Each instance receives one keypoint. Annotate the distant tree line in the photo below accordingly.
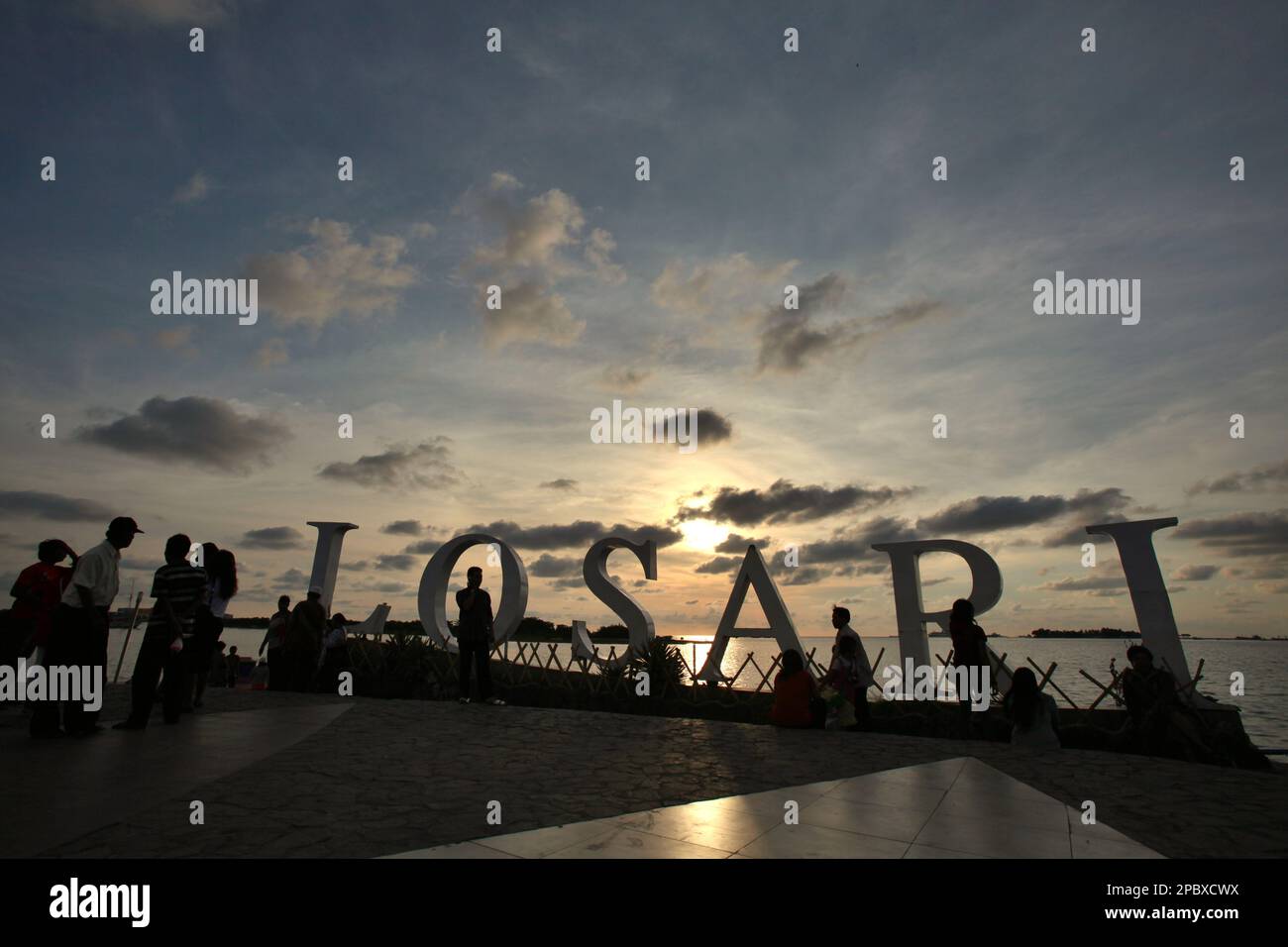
(1082, 633)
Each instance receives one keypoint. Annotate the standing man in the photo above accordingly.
(475, 637)
(179, 590)
(273, 641)
(37, 592)
(80, 626)
(863, 668)
(304, 641)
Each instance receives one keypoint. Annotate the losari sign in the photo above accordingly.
(1133, 541)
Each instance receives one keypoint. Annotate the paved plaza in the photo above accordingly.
(323, 776)
(958, 808)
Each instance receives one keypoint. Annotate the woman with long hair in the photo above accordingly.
(222, 585)
(797, 702)
(970, 659)
(1033, 714)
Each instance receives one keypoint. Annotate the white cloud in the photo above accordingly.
(333, 274)
(193, 189)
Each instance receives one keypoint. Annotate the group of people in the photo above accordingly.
(1157, 720)
(840, 699)
(60, 617)
(304, 648)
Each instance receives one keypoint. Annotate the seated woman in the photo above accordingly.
(1031, 712)
(797, 696)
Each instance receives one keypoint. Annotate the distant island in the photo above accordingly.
(529, 629)
(1082, 633)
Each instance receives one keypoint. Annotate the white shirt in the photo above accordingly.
(866, 677)
(1041, 735)
(99, 571)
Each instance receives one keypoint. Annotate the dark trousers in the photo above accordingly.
(154, 657)
(275, 671)
(72, 642)
(477, 655)
(862, 712)
(303, 669)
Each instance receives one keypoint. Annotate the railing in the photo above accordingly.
(527, 661)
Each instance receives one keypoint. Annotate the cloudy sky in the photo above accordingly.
(767, 169)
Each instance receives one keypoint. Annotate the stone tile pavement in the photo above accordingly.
(323, 776)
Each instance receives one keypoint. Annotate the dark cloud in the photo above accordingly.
(793, 338)
(62, 509)
(561, 483)
(202, 432)
(734, 543)
(1096, 582)
(554, 566)
(1240, 534)
(403, 527)
(992, 513)
(800, 575)
(400, 467)
(1196, 574)
(1265, 476)
(719, 566)
(584, 532)
(786, 502)
(273, 538)
(424, 547)
(712, 427)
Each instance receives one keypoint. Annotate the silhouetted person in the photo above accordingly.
(475, 637)
(232, 667)
(273, 641)
(222, 573)
(842, 677)
(1154, 712)
(37, 594)
(970, 655)
(863, 668)
(304, 641)
(78, 637)
(797, 701)
(1033, 715)
(179, 589)
(335, 655)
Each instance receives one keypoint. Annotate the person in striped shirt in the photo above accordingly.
(179, 589)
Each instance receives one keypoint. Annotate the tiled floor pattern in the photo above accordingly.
(958, 808)
(101, 780)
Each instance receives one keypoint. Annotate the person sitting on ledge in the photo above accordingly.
(1031, 712)
(475, 637)
(797, 701)
(864, 678)
(1158, 723)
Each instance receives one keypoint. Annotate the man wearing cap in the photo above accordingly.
(80, 626)
(304, 641)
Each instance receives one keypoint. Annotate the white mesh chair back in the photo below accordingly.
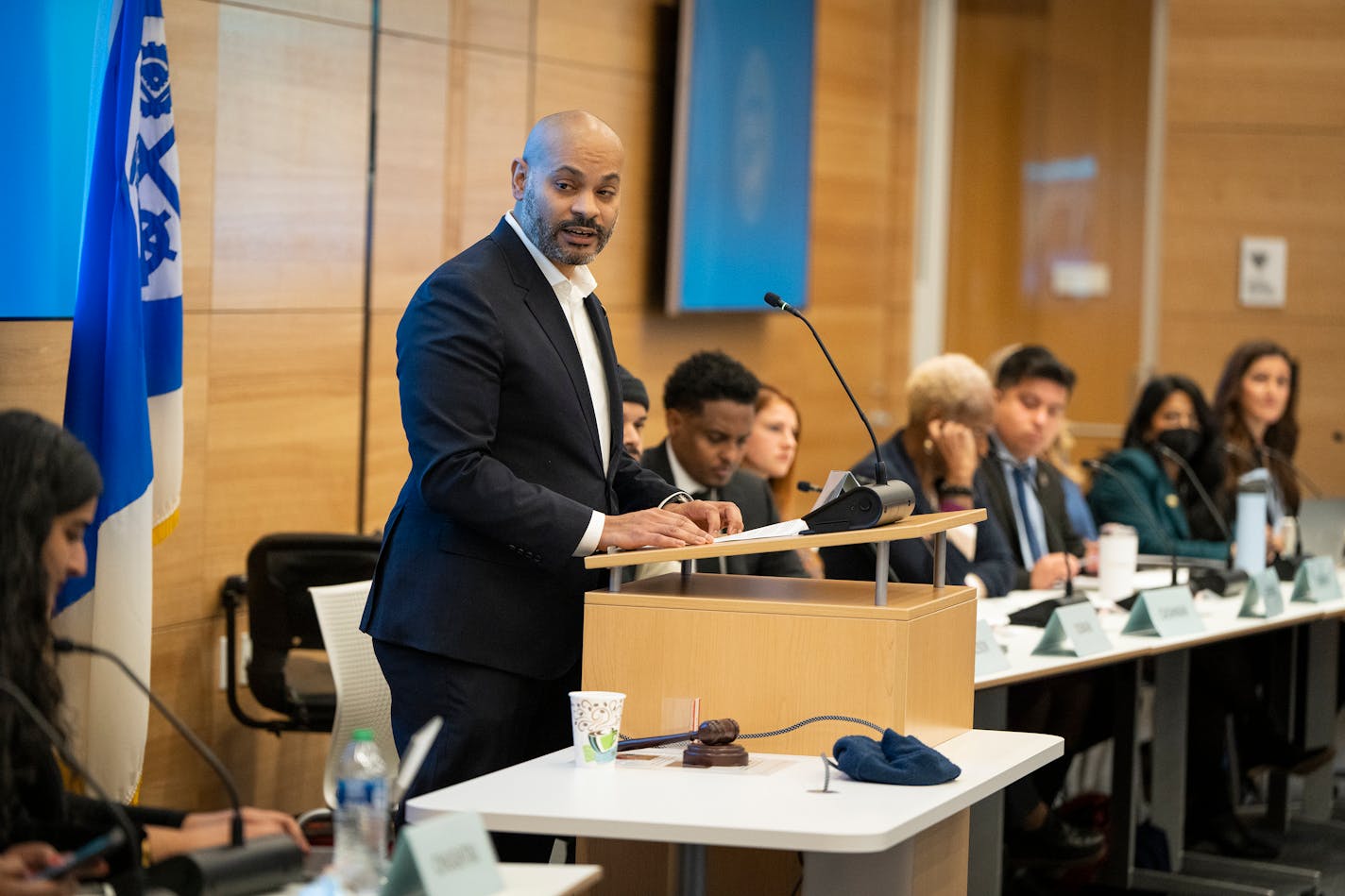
(362, 696)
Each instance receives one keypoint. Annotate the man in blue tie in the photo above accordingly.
(1025, 493)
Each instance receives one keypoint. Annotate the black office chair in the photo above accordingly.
(281, 619)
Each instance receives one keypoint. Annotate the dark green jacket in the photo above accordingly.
(1111, 502)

**Directive:** Rewrite all the rows above, changing every "keypoint" to "marker" and keeping everything else the same. Leave out the pictures.

**Answer:**
Each instance receives one marker. Annotate the distant tree line in the photo below accordingly.
(1082, 633)
Each instance receives one marker. Annotate the standing man in the photo above accordingly.
(475, 637)
(179, 590)
(273, 641)
(37, 592)
(80, 626)
(863, 668)
(304, 641)
Each instance receives one marker. Annotate the losari sign in the photo above accordingly.
(1133, 541)
Each instance receives one marker. Annotate the paved plaza in the photo above accordingly.
(323, 776)
(958, 808)
Each instance receives one marker. Annotate the woman with long hair in the photo above accordingly.
(222, 585)
(797, 702)
(970, 659)
(1033, 714)
Each instance receives one marker. Annotate the white cloud in the photo above accordingly.
(333, 274)
(193, 189)
Each instance receives one marker. Annotate the group of people in the photo above accordingly.
(1157, 720)
(840, 699)
(60, 617)
(304, 648)
Each instance receives one marker. Annotate the seated woman in the photo above accordingly.
(1031, 712)
(797, 696)
Each instance receives one marker. Annotate the distant island in the photo above accordingly.
(529, 629)
(1082, 633)
Each instance receives one marker. Annotate the white shirt in the photo above accordingly.
(866, 677)
(1041, 735)
(99, 571)
Each instance receives one marker. Annotate the dark trousers in the photo above accordingly.
(154, 657)
(275, 671)
(72, 642)
(477, 655)
(862, 712)
(303, 669)
Each instance receives one marker. Annotate the railing in the photo above accordingly.
(527, 661)
Each instance receives one marker. Annotate the cloudy sky in the photo above accordingly.
(767, 169)
Each instance receives one marker. Annotate the stone tile pavement in the photo above accordingly.
(323, 776)
Each instance receives one marker. Annotate the dark cloud in the photo above accordingly.
(793, 338)
(62, 509)
(561, 483)
(202, 432)
(734, 543)
(1096, 582)
(554, 566)
(1240, 534)
(403, 527)
(992, 513)
(800, 575)
(400, 467)
(1196, 574)
(1265, 476)
(719, 566)
(584, 532)
(786, 502)
(273, 538)
(424, 547)
(712, 427)
Each instance receives one marker. Annotate the silhouetted person in the photo above accordingly.
(475, 637)
(232, 667)
(273, 641)
(222, 573)
(842, 677)
(1154, 712)
(37, 594)
(970, 655)
(863, 668)
(304, 641)
(78, 637)
(797, 701)
(1033, 715)
(179, 589)
(335, 655)
Each instance receives one marker. Annotate the person in striped shirt in the photo above accordingly.
(179, 589)
Each instance receives one marker. Annotate the tiled floor pattern in the photo above accordingly.
(958, 808)
(101, 780)
Each instance receives one marker. Annotate the person sitting on ledge in the photo above accordingly.
(1031, 712)
(475, 637)
(797, 701)
(864, 678)
(1158, 723)
Each instance receives one marker. Annotate the man wearing cap in the photo above accordingly.
(80, 626)
(304, 641)
Each instance receives one marker. Annotate the white mesh chair back in the photo below accordingly.
(362, 696)
Each instance receives one marker. Annotate the man in blue tie in the photo above accordingly.
(1025, 493)
Each instance receives one marker. Annotate the black office chair in the photo above accordingly.
(281, 619)
Each instance receives one marker. Annotate the dark green jacket in the photo above accordingly.
(1111, 502)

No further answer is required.